Copy out the bicycle-sharing excerpt between "Spoiler: :: Official" and "in the argument.", inclusive, substituting "results" for each occurrence of "outcomes".

→ **Excerpt to read**
* Start *

Which of the following would it be most useful to determine in evaluating the argument?


(A) Whether an sharp increase in the number of bicyclists in U.S. cities would change attitudes toward bicyclists

(B) Whether U.S. who drive cars know how to operate bicycles

(C) Whether major U.S. cities have plans to expand the availability of bicycle lanes in downtown areas

(D) Whether the number of people interested in traveling by bicycle is greater in U.S. than in Europe

(E) Whether small U.S. cities are more friendly to bicyclists than large U.S. cities


Spoiler: :: Official Explanation
Explanation

Answer: A
This is an "evaluate the argument" question. In a sense, we're looking for an assumption, just in a different format that in assumption questions. This argument claims that, because U.S. cities are not bicycle-friendly, U.S. cities cannot implement European-style bicycle sharing programs. Each choice has two possible outcomes ("whether" it is the case, or it is not the case), so we're looking for a choice in which one of the outcomes would have an impact on the argument. Consider each in turn:

(A) This is correct. If an increase in the number of bicyclists could change attitudes toward bicyclists, a bicycle-sharing program may well solve the problem suggested in the argument.

* End *

→ **Data shown**

* Start *

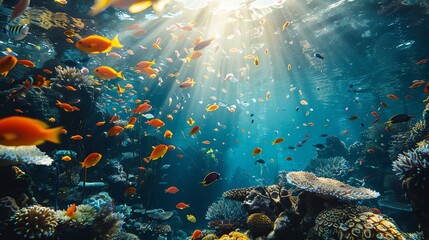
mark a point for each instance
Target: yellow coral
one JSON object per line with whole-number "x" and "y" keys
{"x": 259, "y": 224}
{"x": 234, "y": 236}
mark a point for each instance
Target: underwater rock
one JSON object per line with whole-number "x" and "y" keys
{"x": 329, "y": 188}
{"x": 333, "y": 148}
{"x": 8, "y": 207}
{"x": 259, "y": 224}
{"x": 287, "y": 226}
{"x": 35, "y": 222}
{"x": 334, "y": 167}
{"x": 99, "y": 200}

* End *

→ **Output for this exercise**
Spoiler: :: Official Explanation
Explanation

Answer: A
This is an "evaluate the argument" question. In a sense, we're looking for an assumption, just in a different format that in assumption questions. This argument claims that, because U.S. cities are not bicycle-friendly, U.S. cities cannot implement European-style bicycle sharing programs. Each choice has two possible results ("whether" it is the case, or it is not the case), so we're looking for a choice in which one of the results would have an impact on the argument. Consider each in turn:

(A) This is correct. If an increase in the number of bicyclists could change attitudes toward bicyclists, a bicycle-sharing program may well solve the problem suggested in the argument.